### Work to complete
Recast all the records below as a two-column CSV with the header columns "text" and "answer". Give one row per record, put each field in double quotes, and replace every line break inside a field with a space.
# # # #
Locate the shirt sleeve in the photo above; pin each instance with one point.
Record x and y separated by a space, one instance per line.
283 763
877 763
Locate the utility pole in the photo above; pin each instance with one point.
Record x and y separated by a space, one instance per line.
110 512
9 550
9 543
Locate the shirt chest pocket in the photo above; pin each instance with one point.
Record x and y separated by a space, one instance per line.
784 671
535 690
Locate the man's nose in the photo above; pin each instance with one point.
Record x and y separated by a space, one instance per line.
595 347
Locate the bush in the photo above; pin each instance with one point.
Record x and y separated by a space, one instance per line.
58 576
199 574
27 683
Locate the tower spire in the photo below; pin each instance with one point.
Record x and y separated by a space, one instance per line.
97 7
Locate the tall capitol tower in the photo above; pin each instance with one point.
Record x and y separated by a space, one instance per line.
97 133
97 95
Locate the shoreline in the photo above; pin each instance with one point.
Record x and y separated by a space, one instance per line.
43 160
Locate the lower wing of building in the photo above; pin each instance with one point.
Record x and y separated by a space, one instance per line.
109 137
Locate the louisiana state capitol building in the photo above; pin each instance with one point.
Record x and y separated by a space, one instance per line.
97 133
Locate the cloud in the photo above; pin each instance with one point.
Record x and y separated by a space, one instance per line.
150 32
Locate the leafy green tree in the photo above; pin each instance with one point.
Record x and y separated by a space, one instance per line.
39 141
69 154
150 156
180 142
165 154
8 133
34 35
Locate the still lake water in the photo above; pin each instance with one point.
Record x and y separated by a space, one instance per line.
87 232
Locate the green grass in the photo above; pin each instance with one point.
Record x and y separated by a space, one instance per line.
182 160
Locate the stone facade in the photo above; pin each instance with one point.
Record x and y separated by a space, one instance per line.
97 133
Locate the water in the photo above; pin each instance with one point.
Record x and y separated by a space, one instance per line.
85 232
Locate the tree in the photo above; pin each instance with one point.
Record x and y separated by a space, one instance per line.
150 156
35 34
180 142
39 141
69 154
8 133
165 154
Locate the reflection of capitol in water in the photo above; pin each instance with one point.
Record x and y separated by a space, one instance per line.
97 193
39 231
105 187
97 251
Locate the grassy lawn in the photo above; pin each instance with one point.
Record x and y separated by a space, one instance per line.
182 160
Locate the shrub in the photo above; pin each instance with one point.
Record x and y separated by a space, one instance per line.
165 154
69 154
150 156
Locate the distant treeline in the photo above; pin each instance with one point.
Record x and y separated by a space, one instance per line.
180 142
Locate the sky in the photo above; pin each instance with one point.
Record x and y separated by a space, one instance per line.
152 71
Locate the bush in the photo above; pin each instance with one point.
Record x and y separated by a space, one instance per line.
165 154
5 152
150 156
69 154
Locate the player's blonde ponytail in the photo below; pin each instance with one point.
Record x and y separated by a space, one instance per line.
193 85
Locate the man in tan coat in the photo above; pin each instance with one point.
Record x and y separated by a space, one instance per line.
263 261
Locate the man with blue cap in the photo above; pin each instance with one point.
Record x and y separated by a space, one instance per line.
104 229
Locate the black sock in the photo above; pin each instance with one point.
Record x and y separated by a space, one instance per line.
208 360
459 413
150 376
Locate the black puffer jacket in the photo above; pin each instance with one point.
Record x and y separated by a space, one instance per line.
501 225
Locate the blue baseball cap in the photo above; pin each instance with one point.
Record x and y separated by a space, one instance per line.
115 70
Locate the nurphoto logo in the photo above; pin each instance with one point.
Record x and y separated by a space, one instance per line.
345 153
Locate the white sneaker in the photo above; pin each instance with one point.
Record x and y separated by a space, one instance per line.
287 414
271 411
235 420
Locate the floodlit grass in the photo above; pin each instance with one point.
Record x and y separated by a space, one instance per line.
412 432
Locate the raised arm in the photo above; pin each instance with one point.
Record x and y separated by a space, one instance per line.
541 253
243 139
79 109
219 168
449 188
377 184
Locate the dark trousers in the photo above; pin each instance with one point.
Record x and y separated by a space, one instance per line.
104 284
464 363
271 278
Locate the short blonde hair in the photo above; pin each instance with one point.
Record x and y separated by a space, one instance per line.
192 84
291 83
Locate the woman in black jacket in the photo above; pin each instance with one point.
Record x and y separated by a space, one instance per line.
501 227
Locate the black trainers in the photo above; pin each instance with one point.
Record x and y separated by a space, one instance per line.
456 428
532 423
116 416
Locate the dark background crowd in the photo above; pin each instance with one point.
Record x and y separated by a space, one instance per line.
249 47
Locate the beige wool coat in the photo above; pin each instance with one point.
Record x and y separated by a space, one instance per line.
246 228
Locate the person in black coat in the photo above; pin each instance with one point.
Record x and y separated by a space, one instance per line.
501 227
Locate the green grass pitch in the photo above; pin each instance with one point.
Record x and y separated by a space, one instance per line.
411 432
# # # #
### The answer
text,answer
"Locate the shirt sleeve in the photo above; pin each instance with one point. Record x and y separated by a space, one instance per line.","283 763 877 763"
"Locate the utility pole in the photo above; pin each instance with one point. Record x and y separated by a space, one instance per line.","110 512 9 550 9 543"
"Locate the shirt chest pocket in the photo above; pin each instance with one point. Record x and y separated by a space, one instance per line.","784 671 535 690"
"Locate the man's nose in the photo above; pin each instance with one point. Record x and y separated by a space, one instance per line.","595 347"
"Locate the bush in the photo above; pin each instance with one point. Record x and y separated by a space, one instance per line.","58 576 199 574 27 683"
"Locate the tower spire in the photo below; pin each instance with one point. Record x and y separated by a space, one instance per line.","97 7"
"Locate the tall capitol tower in the photo above; pin each instance with one point. Record x and y separated by a space, one instance per line.","97 133 97 95"
"Locate the shoreline in the photo above; pin each instance with one point. Record x and y separated by a space, one instance per line.","43 160"
"Locate the lower wing of building in the photo above; pin each instance with one point. Record x and y separated by a space, one instance per line.","109 137"
"Locate the louisiana state capitol building in the photo above; pin each instance with one point. Record x and y separated by a space, one instance per line.","97 133"
"Locate the cloud in the photo above; pin each instance with one point. Record x and y separated by a space, one instance per line.","150 32"
"Locate the leafy green tree in the photo above; pin each instance with one point. Record x and y separated by a space, one instance per line.","39 141 69 154 150 156 180 142 165 154 8 133 34 35"
"Locate the still lake water in the photo above; pin each instance with one point. Record x and y separated by a space, one instance per line.","87 232"
"Locate the green grass in the photo above; pin each instance with one point. Record x and y separated by a space, one instance per line.","182 160"
"Locate the stone facade in the photo above; pin each instance with one point. Record x and y separated by a space, one instance per line.","97 133"
"Locate the water in the photo above; pin each instance with one point. Record x and y separated by a space, one instance per line.","85 232"
"Locate the tree in the photo above; pin each instance with one point. Record x and y separated by a space, one instance per line.","150 156 35 34 180 142 39 141 69 154 8 133 165 154"
"Locate the reflection of capitol in water in the photo above; pin each instance with one point. Record x and y separated by a space, one instance per line.","97 193 39 231 105 187 97 251"
"Locate the grassy lawn in the photo above; pin each instance with one point. Record x and y separated by a space, one instance per line.","182 160"
"Locate the shrub in the photo above; pin each instance with one point. Record x and y separated by a space, one instance per line.","165 154 69 154 150 156"
"Locate the distant treeline in the photo above; pin each instance with one point. Record x and y separated by a space, one instance per line.","180 142"
"Locate the sky in the photo above; pin each instance with one point. Record x and y separated by a space, one instance per line.","152 71"
"Locate the bush in the photo above; pin each instance with one point. Record x and y separated by a space, one instance per line.","165 154 5 152 150 156 69 154"
"Locate the player's blonde ponytail in the photo below; pin each instance with one point. Record x and y separated by a space, one instance per line.","193 85"
"Locate the man in tan coat in the photo above; pin each instance with one point. Record x and y separated by a space, one instance per line.","263 261"
"Locate the man with blue cap in the photo above; pin each instance with one point. Record x and y separated by a space, one instance per line.","104 229"
"Locate the black sock in the photo above; pin each instance with one point. Record x and y separated by a space, one instance per line.","208 360 459 413 150 376"
"Locate the black puffer jacket in the photo above; pin each instance with one point. Record x and y separated by a space, one instance per line.","501 225"
"Locate the blue baseball cap in the photo above; pin each instance with one point. Record x and y separated by a space, one instance per line.","115 70"
"Locate the nurphoto logo in the photo above; pin each instance with one point. Record x and y separated by a space, one instance per line.","345 153"
"Locate the white sneaker in the photo above; pin each instance with one point. Record x and y separated by a space, one instance per line.","287 414 271 411 235 420"
"Locate the floodlit grass in the photo above; pin each instance with one point. Record x and y separated by a space, one instance per line.","412 432"
"Locate the raised arm in the photo above; pin each instance with one point. Record x and y separated by a space, one instance per line.","541 253 243 139 79 109 219 168 449 188 377 184"
"Locate the dark trousers in the photo above; pin each instance with one point. Record x and y separated by a space, one instance per line.","104 284 464 363 271 278"
"Locate the short blonde hair in the photo above; pin each instance with one point. Record x and y separated by a space, one instance per line.","192 84 291 83"
"Locate the woman in black jacket in the photo above; pin each instance with one point. Record x and y separated by a space, one instance per line.","501 227"
"Locate the black trainers in the photo above; pin each instance with one point. Record x and y separated by a space, one instance per line.","456 428 532 423 116 416"
"Locate the dark background crowd in the photo above; pin each instance with one point. Record x and y separated by a space, one instance per line.","249 47"
"Locate the beige wool coat in the photo above; pin each instance with one point. Record x and y separated by a space, one instance per line.","246 228"
"Locate the person in black coat in the photo above; pin each instance with one point. Record x and y separated by a space, one instance per line.","501 227"
"Locate the green grass pitch in the photo above; pin each instance with one point. Record x and y separated by a space, one instance per line.","411 432"